Please arrange every one of the entries below as a Markdown table with two columns, Row and Entry, giving each line its own numbered row and leaving out blank lines.

● ● ● ● ● ● ●

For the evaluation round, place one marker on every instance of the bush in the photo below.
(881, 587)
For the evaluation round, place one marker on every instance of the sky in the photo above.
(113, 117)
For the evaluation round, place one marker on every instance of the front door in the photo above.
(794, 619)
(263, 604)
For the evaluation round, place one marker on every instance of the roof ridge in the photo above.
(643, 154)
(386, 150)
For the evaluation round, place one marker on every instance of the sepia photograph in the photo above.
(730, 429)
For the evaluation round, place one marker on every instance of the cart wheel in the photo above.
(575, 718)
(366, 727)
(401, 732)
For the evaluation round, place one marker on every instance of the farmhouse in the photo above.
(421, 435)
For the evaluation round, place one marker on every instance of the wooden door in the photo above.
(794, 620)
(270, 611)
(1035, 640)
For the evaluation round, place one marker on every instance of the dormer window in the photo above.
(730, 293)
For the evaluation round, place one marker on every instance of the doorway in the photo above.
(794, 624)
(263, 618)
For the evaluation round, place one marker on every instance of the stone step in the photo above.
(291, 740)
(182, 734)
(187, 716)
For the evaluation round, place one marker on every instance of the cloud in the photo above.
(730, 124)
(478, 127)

● ● ● ● ● ● ●

-- SOLUTION TO THIS PROBLEM --
| Row | Entry |
|---|---|
| 1 | For the evaluation round, place one marker on every instance of the bush in the photo below. |
| 2 | (881, 587) |
| 3 | For the evaluation round, place one marker on every instance of the sky in the photo above. |
| 4 | (113, 117) |
| 5 | For the evaluation round, place one marker on every instance of the front door in the photo above. |
| 6 | (794, 619) |
| 7 | (263, 604) |
| 8 | For the evaluation round, place one marker on every instance of the roof ridge in the photo above. |
| 9 | (643, 154) |
| 10 | (386, 150) |
| 11 | For the evaluation round, place one marker on every instance of the sepia photograph in the photo above. |
| 12 | (730, 429) |
| 13 | For the evaluation round, place one marker on every instance of the cart wheel in the photo above. |
| 14 | (575, 718) |
| 15 | (366, 727) |
| 16 | (401, 732) |
| 17 | For the evaluation round, place one marker on every instance of the farmhouse in the photo above. |
| 18 | (421, 435) |
| 19 | For the evaluation round, place one marker on every instance of the wooden door in the photo above. |
| 20 | (794, 620) |
| 21 | (270, 611) |
| 22 | (1035, 640) |
| 23 | For the evaluation round, place one marker on every instance of the dormer window in the photo above. |
| 24 | (730, 293) |
| 25 | For the evaluation round, place one marker on every instance of the doorway in the photo above. |
| 26 | (794, 624) |
| 27 | (263, 618) |
| 28 | For the evaluation round, place one marker on every instance of the stone step in the photo above. |
| 29 | (291, 740) |
| 30 | (182, 734) |
| 31 | (187, 716) |
| 32 | For the evaluation round, place one marker on every instance of the cloud in the photo above. |
| 33 | (730, 124) |
| 34 | (478, 127) |